**TASKS TO CARRY OUT:**
a – Rewrite the part of the article on Purdue diver Emily Wetzel from "By Erin Tulley" up to and including "a year prior.", with "renaissance" swapped for "revival".
b – Answer these questions using the article on Purdue diver Emily Wetzel.
(i) What kind of surgery did Wetzel have?
(ii) Which season is Wetzel starting?
(iii) Which All-American joined Purdue in 2002?

Shouldering The Load

Junior survives shoulder surgery, is intent on making impact in 2007-08

Sept. 19, 2007

By Erin Tulley
Purdue sports information student assistant

WEST LAFAYETTE, Ind. - Emily Wetzel looks back with fondness regarding her first memories as a ‎Boilermaker. She was a freshman underdog on a team stocked with veteran talent and led ‎by a enthusiastic first-year head coach, who has since developed her into one of Purdue's ‎most skilled platform artists.‎

‎"I remember it being so cool to be able to work with Adam (Soldati) and be part ‎of this team, which has shot through the roof," said Wetzel, who is starting her junior ‎season. "He instills so much confidence in his athletes; it has been exciting watching this ‎team grow." ‎

Wetzel is part of a Purdue diving renaissance, which began with the addition of ‎All-American Carrie McCambridge in 2002 and the completion of the Boilermaker ‎Aquatic Center a year prior.

**PROVIDED INFORMATION:**
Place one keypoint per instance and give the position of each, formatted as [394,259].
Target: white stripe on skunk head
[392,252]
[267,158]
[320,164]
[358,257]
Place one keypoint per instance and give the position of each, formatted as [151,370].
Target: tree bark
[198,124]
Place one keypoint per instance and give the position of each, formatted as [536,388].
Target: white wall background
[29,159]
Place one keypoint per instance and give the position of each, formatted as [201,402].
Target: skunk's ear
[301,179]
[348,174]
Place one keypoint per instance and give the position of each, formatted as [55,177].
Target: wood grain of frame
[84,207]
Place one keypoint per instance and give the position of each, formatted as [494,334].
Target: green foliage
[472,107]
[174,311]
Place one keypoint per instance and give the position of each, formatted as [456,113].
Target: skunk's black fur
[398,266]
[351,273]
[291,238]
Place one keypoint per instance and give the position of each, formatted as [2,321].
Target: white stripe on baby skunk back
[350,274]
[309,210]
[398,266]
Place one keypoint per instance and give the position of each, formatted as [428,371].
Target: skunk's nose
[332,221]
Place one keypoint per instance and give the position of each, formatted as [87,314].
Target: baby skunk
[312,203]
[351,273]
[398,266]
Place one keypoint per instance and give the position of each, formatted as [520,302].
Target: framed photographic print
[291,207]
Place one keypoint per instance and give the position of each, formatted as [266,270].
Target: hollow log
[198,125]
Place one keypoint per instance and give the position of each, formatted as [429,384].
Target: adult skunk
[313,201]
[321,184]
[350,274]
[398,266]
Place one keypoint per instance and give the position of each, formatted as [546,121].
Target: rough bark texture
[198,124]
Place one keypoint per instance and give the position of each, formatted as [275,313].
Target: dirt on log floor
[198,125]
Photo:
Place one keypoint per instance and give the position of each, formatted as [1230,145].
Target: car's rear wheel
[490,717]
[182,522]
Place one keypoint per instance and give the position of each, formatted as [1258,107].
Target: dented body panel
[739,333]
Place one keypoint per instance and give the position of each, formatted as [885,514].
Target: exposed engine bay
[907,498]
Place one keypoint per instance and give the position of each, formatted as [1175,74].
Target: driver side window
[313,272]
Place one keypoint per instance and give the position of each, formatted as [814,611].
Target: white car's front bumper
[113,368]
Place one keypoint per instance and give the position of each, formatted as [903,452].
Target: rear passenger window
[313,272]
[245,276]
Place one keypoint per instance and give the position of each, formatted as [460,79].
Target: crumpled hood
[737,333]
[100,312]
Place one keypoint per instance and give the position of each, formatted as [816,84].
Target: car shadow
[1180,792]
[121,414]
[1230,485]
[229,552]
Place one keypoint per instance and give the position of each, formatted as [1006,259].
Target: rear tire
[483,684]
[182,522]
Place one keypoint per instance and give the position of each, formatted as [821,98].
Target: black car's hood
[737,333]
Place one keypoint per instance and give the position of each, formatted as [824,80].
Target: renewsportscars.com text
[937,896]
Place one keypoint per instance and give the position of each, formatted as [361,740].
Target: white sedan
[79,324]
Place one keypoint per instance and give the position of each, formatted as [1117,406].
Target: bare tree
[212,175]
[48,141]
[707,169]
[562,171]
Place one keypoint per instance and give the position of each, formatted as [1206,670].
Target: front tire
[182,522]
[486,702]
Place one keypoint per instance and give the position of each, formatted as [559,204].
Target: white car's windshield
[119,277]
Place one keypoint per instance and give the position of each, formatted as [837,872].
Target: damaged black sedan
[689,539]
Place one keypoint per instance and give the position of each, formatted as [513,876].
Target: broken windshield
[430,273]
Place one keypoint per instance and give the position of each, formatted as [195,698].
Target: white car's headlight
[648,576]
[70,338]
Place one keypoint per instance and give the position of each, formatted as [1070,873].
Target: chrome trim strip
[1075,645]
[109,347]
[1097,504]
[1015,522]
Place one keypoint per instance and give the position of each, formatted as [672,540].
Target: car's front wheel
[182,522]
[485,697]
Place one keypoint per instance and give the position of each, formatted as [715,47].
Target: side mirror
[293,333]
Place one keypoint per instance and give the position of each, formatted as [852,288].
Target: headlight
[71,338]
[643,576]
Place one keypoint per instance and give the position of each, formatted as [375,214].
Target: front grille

**ANSWERS PER TASK:**
a –
By Erin Tulley
Purdue sports information student assistant

WEST LAFAYETTE, Ind. - Emily Wetzel looks back with fondness regarding her first memories as a ‎Boilermaker. She was a freshman underdog on a team stocked with veteran talent and led ‎by a enthusiastic first-year head coach, who has since developed her into one of Purdue's ‎most skilled platform artists.‎

‎"I remember it being so cool to be able to work with Adam (Soldati) and be part ‎of this team, which has shot through the roof," said Wetzel, who is starting her junior ‎season. "He instills so much confidence in his athletes; it has been exciting watching this ‎team grow." ‎

Wetzel is part of a Purdue diving revival, which began with the addition of ‎All-American Carrie McCambridge in 2002 and the completion of the Boilermaker ‎Aquatic Center a year prior.

b –
(i) Shoulder surgery.
(ii) Her junior season.
(iii) Carrie McCambridge.